━━ DATA TO EXAMINE

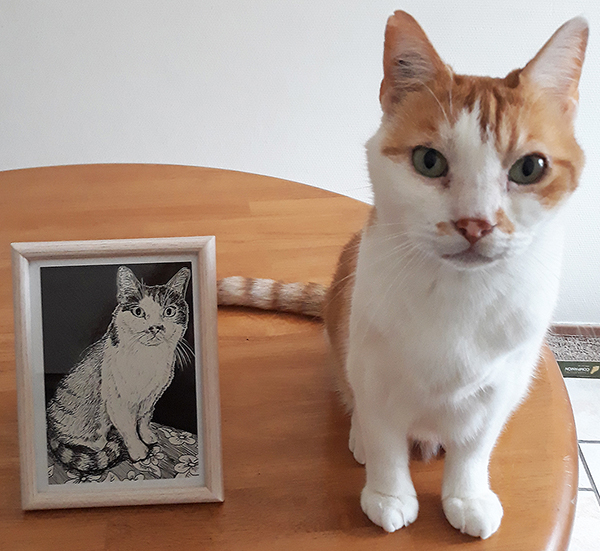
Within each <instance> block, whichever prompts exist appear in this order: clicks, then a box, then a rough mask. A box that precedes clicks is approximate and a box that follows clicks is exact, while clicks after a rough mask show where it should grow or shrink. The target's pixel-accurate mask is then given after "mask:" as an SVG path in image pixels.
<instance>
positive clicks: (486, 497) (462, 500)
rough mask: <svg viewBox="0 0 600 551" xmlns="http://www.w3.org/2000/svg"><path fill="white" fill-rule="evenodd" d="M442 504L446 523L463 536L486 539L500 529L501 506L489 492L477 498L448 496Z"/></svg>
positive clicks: (492, 495) (477, 496) (474, 497)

━━━━

[EXERCISE OBJECTIVE] Your answer should consist only of the lines from the one that holds "rough mask: <svg" to the end of the entries above, both ends included, each repeated exactly.

[EXERCISE RESPONSE]
rough mask: <svg viewBox="0 0 600 551" xmlns="http://www.w3.org/2000/svg"><path fill="white" fill-rule="evenodd" d="M442 504L446 523L463 536L486 539L500 529L501 506L489 492L477 498L448 496Z"/></svg>
positive clicks: (492, 495) (477, 496) (474, 497)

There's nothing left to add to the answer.